DOCUMENT EXTRACT.
[Start of Attachment]

Genesis still burning cash
Genesis Research and Development Corporation Ltd is continuing its cash-burn and today posted a loss for the six months to June 30.
The net loss for the period of $2.3 million compared with $3m for the six months to June 2007.
Genesis chief executive Stephen Hall said the loss was "substantially below budget", but he also noted the company had not received its scheduled August payment of $2m for shares it sold in subsidiary BioJoule Ltd.
He said the payment "has been deferred until December in conjunction with all the other parties to the transaction, consistent with the Pure Power Global (PPG) funding programme and current market conditions".
PPG, a Singapore-based renewable energy company which picked up Biojoule's willow-energy project for less than $4 million last year, has started marketing cuttings of the trees to farmers and foresters.
It has 37 hectares of willows in nursery plantations at various stages of development, and has said the willows could be used to produce ethanol and useful chemicals from 2013.

[End of Attachment]

TASK. Quote word for word the passage of the Genesis earnings article that begins with the words containing "The net loss" and ends with "chemicals from 2013.".

DATA TO EXAMINE.
[Start of Attachment]

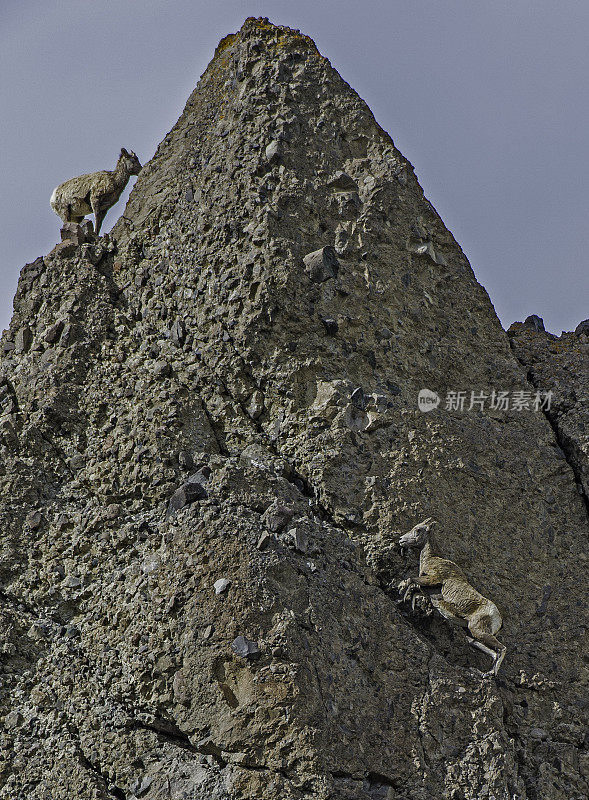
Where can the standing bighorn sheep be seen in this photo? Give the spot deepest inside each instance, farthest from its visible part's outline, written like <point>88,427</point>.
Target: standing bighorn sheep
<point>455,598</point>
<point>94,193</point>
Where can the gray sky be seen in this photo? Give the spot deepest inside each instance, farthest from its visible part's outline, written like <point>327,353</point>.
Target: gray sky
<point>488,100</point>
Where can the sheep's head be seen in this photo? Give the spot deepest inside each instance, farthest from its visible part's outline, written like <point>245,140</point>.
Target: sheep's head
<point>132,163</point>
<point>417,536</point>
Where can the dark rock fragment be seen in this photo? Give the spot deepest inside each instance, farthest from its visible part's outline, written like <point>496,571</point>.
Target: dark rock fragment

[End of Attachment]

SOLUTION TO THIS TASK.
The net loss for the period of $2.3 million compared with $3m for the six months to June 2007.
Genesis chief executive Stephen Hall said the loss was "substantially below budget", but he also noted the company had not received its scheduled August payment of $2m for shares it sold in subsidiary BioJoule Ltd.
He said the payment "has been deferred until December in conjunction with all the other parties to the transaction, consistent with the Pure Power Global (PPG) funding programme and current market conditions".
PPG, a Singapore-based renewable energy company which picked up Biojoule's willow-energy project for less than $4 million last year, has started marketing cuttings of the trees to farmers and foresters.
It has 37 hectares of willows in nursery plantations at various stages of development, and has said the willows could be used to produce ethanol and useful chemicals from 2013.